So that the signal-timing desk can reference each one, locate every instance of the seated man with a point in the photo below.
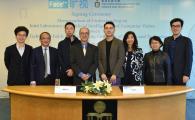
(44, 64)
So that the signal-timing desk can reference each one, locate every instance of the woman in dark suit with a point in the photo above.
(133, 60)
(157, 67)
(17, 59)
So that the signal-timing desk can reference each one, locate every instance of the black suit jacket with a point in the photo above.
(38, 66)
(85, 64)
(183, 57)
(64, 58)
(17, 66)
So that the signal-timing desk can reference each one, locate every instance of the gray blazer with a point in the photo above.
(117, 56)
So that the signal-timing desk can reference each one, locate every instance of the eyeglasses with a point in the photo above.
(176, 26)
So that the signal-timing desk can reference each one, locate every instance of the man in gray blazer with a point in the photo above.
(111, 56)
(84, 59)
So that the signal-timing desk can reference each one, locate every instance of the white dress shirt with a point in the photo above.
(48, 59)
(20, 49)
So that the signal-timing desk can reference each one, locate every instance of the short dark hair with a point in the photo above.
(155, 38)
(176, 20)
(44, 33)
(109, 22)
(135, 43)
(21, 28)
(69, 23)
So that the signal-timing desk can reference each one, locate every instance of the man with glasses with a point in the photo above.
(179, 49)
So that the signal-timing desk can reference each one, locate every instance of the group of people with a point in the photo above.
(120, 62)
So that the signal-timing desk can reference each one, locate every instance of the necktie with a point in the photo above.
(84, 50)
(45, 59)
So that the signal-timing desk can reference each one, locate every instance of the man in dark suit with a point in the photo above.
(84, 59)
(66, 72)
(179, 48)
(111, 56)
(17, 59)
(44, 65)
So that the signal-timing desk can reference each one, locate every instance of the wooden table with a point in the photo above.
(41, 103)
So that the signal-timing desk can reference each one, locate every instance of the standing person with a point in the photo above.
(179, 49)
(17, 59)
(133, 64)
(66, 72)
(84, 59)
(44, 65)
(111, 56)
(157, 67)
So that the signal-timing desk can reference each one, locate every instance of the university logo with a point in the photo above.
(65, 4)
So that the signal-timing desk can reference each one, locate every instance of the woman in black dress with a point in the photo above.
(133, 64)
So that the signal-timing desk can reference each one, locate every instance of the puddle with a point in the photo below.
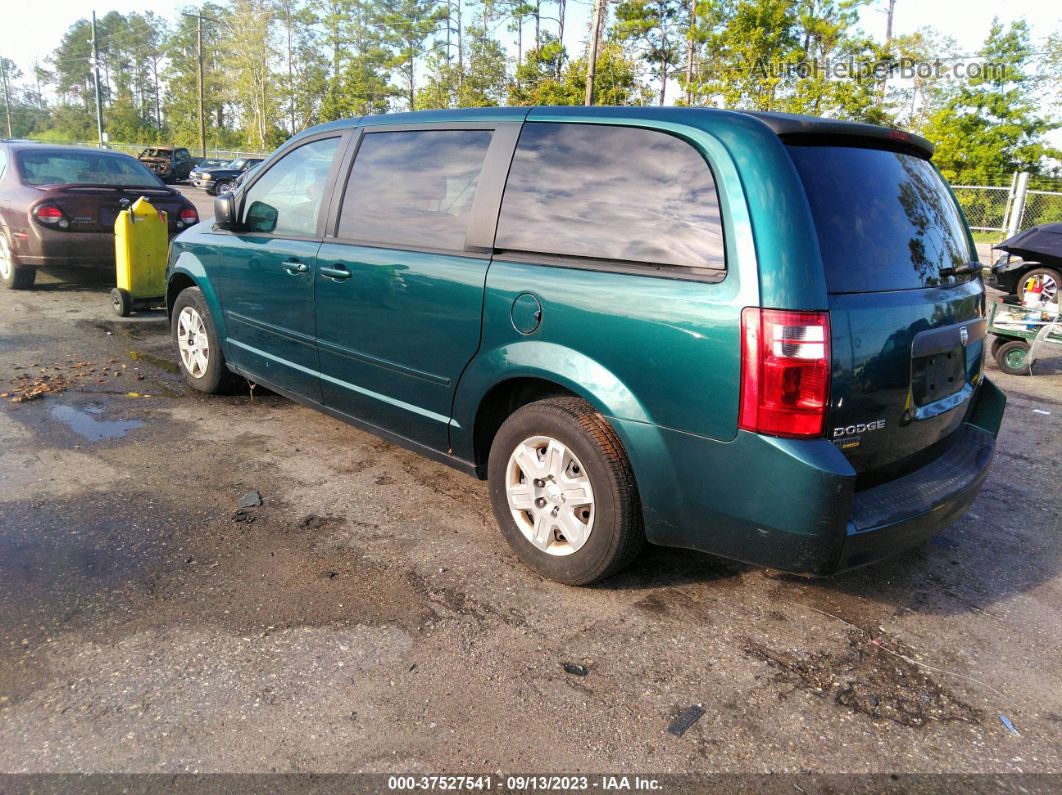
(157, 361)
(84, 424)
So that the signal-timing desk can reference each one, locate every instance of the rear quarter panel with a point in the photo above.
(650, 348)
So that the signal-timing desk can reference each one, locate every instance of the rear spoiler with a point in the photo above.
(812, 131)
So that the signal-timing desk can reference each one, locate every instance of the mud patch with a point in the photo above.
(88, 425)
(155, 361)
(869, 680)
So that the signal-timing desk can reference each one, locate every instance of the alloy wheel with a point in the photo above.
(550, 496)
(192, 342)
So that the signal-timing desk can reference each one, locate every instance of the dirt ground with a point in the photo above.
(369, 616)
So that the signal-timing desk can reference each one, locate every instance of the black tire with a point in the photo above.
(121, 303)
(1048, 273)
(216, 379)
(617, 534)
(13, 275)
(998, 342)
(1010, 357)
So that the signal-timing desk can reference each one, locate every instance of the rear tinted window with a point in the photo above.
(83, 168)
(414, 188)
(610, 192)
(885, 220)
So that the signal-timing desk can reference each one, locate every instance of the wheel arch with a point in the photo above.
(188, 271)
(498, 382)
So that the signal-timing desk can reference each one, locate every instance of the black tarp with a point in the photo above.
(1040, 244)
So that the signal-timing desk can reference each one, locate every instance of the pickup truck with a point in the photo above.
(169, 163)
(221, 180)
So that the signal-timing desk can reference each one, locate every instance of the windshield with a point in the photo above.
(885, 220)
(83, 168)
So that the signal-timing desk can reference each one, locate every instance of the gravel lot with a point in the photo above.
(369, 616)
-*-*-
▶ Brief
Leaving out the pictures, repeat the data above exactly.

▶ Expected output
So that the signal-timing desk can reference each one, locate every instance of the seated man with a point in the photo below.
(44, 64)
So that the signal-timing desk can reference each one, locate every instance of the woman in dark suit with a point in the photo above.
(133, 60)
(157, 67)
(17, 59)
So that the signal-timing desk can reference each one, locate every instance of the black suit jacket with a point in the photo above.
(38, 66)
(85, 64)
(183, 57)
(64, 58)
(17, 66)
So that the signal-timing desk can reference each one, locate every instance of the gray blazer with a point in the photo above.
(117, 56)
So that the signal-timing desk can reference each one, locate every instance of the eyeglasses with a point in the photo above.
(176, 26)
So that the signal-timing desk can reference each one, locate every instance of the man in gray blazer with a point in the photo above.
(111, 56)
(84, 59)
So that the signal-timing desk can reference each one, locate every instance of the white dress shirt with a point in the photo above.
(48, 59)
(20, 49)
So that the signal-timing desk can reference each one, locate every instance of the short dark hair with a point in the photo above.
(155, 38)
(176, 20)
(44, 33)
(109, 22)
(135, 43)
(21, 28)
(69, 23)
So that the signal-timing desk can reference each one, locate every instance of the man with glasses with a point in the photo above.
(179, 49)
So that the signal-timing desk can reference each one, locate every instance of the group of people with a point in the photo above.
(120, 62)
So that the signal-timing desk can reference each one, locate every instance of the necktie with a point in the photo above.
(84, 50)
(45, 59)
So that the signal-timing desk can reference each one, locate every instance of the man in dark suit with a point in the photo above.
(84, 59)
(66, 72)
(179, 48)
(111, 56)
(17, 59)
(44, 65)
So that the signal-timing desk can reference each one, locate every instance of the wooden table with a point in the photo above.
(41, 103)
So that the signal-timing desk can reference each one, locate every instance of the standing person with a point in the photo above.
(179, 49)
(17, 59)
(133, 64)
(66, 72)
(84, 59)
(44, 65)
(111, 56)
(157, 67)
So that the signal-timing desk can reference each one, locate every instance of the university logo with a point in the photo above.
(65, 4)
So that the signal-timing desk can reference each one, locate every instance of the woman in black dress with a point in the photo above.
(133, 64)
So that the signal-timing desk can reference each one, locate every instance of the puddle with a point in the photo below.
(157, 361)
(84, 424)
So that the signal-timing desk can reference each one, locate every instance of the rear quarter panel with a point in the photo above.
(650, 348)
So that the signal-timing desk can reference each one, locate every instance of the rear spoiler with a point in the photo above.
(812, 131)
So that the signal-timing desk can reference each one, locate every instance of the mud patch with a point in the photo above.
(88, 425)
(155, 361)
(869, 680)
So that the signal-timing desk can reference each one, locate every instance of the alloy wheel with a point in the photo above.
(550, 496)
(192, 342)
So that the signal-timing desk can reference each one, locate every instance of the dirt ground with a point in the photo above.
(369, 616)
So that the signal-timing desk can reference each one, locate every instance of the black tire with a point in the photo above.
(121, 303)
(1048, 273)
(216, 379)
(617, 534)
(13, 275)
(998, 342)
(1010, 357)
So that the signal-timing desk can reference each one, locate every instance of the rear tinted window with a point in the photo above.
(83, 168)
(414, 188)
(610, 192)
(885, 220)
So that the signal-timing desk can reference each one, locate every instance of the wheel arch with a point in the photo above.
(188, 271)
(498, 382)
So that the signal-timing desk can reference each one, locate every instance of the black tarp with a point in the photo above.
(1040, 244)
So that the signal-timing desk can reference each one, locate every instance of the pickup truck with a point in the photo above.
(169, 163)
(221, 180)
So that the signal-timing desk can reference each one, locate every instance of the windshield with a point in the photo above.
(885, 220)
(83, 168)
So that the signal-timing desk can reference each one, locate every instance of the gravel lot with a point in the photo above.
(369, 616)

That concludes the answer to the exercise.